━━ Record list

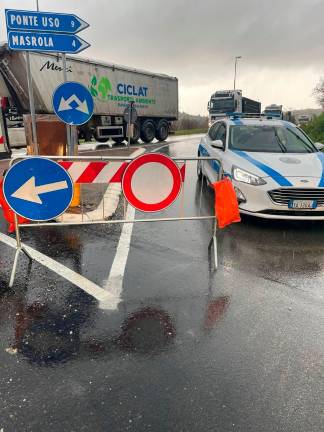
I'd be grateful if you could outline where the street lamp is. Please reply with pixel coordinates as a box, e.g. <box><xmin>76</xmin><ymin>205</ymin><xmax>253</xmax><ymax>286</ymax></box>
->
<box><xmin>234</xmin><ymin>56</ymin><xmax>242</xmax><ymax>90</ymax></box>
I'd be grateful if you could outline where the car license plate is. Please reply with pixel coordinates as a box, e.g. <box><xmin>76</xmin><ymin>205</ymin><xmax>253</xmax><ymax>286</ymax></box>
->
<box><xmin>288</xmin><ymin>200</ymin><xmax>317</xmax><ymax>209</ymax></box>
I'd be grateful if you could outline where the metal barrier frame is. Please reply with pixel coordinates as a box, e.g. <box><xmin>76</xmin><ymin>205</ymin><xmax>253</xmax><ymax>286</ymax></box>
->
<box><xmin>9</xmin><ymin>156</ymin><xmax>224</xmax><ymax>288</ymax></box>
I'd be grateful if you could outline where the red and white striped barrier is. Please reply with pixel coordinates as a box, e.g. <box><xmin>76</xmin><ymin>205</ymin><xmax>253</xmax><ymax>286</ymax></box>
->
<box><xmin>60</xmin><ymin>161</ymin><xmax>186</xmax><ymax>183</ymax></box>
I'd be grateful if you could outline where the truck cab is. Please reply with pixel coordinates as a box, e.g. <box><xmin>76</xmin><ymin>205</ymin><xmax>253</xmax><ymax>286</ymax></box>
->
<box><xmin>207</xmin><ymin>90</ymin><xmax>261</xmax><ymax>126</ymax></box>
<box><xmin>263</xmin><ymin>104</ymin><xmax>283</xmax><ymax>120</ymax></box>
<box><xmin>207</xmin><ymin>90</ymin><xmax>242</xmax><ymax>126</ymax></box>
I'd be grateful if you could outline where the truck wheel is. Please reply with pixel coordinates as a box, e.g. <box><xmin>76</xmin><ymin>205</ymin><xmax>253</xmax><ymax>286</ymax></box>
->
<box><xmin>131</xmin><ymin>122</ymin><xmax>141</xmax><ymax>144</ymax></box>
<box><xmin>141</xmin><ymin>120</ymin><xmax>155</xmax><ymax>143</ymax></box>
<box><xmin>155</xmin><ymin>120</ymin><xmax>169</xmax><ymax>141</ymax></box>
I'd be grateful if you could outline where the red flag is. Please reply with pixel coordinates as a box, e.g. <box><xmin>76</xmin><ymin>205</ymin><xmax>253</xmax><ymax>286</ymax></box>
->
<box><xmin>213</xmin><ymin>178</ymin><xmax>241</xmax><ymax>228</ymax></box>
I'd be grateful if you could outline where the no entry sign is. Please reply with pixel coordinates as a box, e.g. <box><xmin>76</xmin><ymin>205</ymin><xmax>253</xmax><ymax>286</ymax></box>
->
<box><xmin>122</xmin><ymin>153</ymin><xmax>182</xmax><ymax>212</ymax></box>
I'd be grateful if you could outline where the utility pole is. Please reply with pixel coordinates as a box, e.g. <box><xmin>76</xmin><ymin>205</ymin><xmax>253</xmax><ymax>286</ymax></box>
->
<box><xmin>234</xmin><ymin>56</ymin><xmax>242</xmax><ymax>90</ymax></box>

━━━━
━━ Record list

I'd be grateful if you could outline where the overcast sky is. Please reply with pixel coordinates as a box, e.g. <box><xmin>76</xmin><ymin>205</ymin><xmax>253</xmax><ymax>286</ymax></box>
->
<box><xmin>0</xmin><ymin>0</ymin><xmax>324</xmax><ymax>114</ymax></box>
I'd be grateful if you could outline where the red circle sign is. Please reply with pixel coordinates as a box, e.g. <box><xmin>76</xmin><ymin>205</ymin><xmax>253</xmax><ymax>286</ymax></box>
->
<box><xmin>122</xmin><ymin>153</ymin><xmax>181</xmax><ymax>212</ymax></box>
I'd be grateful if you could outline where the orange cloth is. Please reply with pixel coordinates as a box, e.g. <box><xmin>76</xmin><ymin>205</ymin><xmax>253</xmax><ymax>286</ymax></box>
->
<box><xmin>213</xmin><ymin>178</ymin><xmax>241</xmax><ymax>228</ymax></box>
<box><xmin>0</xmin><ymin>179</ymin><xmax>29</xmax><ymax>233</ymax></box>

━━━━

Pull out every line of the material above that contains the word "truck".

I'd be grateful if you could outline where the truck cab is. Please reply with pixel coordinates as a box, e.g. <box><xmin>76</xmin><ymin>205</ymin><xmax>253</xmax><ymax>286</ymax></box>
I'd be grateful if you could outline where the truck wheel is. Please reply with pixel coordinates as a box, e.g. <box><xmin>76</xmin><ymin>205</ymin><xmax>253</xmax><ymax>286</ymax></box>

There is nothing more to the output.